**INSTRUCTIONS**:
**1)** Answer these questions from the text on Operation Independence:
(a) In what year and in which province did the operation take place?
(b) What event on 20 June 1973 marked Juan Perón's return to Argentina?
(c) Which unit did the ERP leadership send to Tucumán?
**2)** For each statement, say yes or no depending on whether the text on Operation Independence agrees, and quote the words that decide it:
(a) The operation was the first large-scale military operation of the Dirty War.
(b) After Perón's return, the ERP shifted to an urban strategy.
(c) Tucumán lies in the northeast corner of Argentina.

**PASSAGE TO READ**:

Operation Independence


Operativo Independencia was a 1975 Argentine military operation in Tucumán Province to crush the People's Revolutionary Army, a Guevarist guerrilla group which tried to create a Vietnam-style war front in the northwestern province. It was the first large-scale military operation of the Dirty War.

Background

After the return of Juan Perón to Argentina, marked by the 20 June 1973 Ezeiza massacre which led to the split between left and right-wing Peronists, and then his return to the presidency in 1973, the ERP shifted to a rural strategy designed to secure a large land area as a base for military operations against the Argentine state. The ERP leadership chose to send Compañía de Monte Ramón Rosa Jiménez to the province of Tucumán at the edge of the long-impoverished Andean highlands in the northwest corner of Argentina.

**DATA SUPPLIED**:
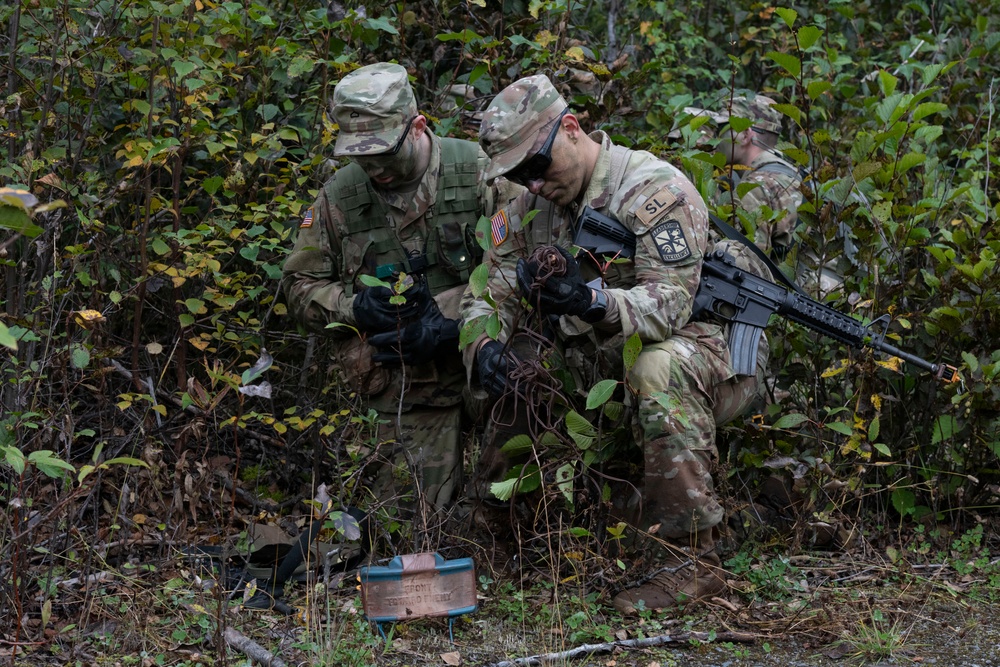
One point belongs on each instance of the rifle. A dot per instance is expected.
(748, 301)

* * *

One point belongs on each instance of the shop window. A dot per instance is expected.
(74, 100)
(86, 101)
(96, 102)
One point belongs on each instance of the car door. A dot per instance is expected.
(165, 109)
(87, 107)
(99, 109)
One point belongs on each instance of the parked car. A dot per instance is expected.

* * *

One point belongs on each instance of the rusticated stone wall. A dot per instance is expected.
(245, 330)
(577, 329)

**ANSWERS FOR THIS EXERCISE**:
**1)**
(a) 1975, in Tucumán Province.
(b) The Ezeiza massacre.
(c) Compañía de Monte Ramón Rosa Jiménez.

**2)**
(a) Yes: "It was the first large-scale military operation of the Dirty War."
(b) No: "the ERP shifted to a rural strategy"
(c) No: "in the northwest corner of Argentina"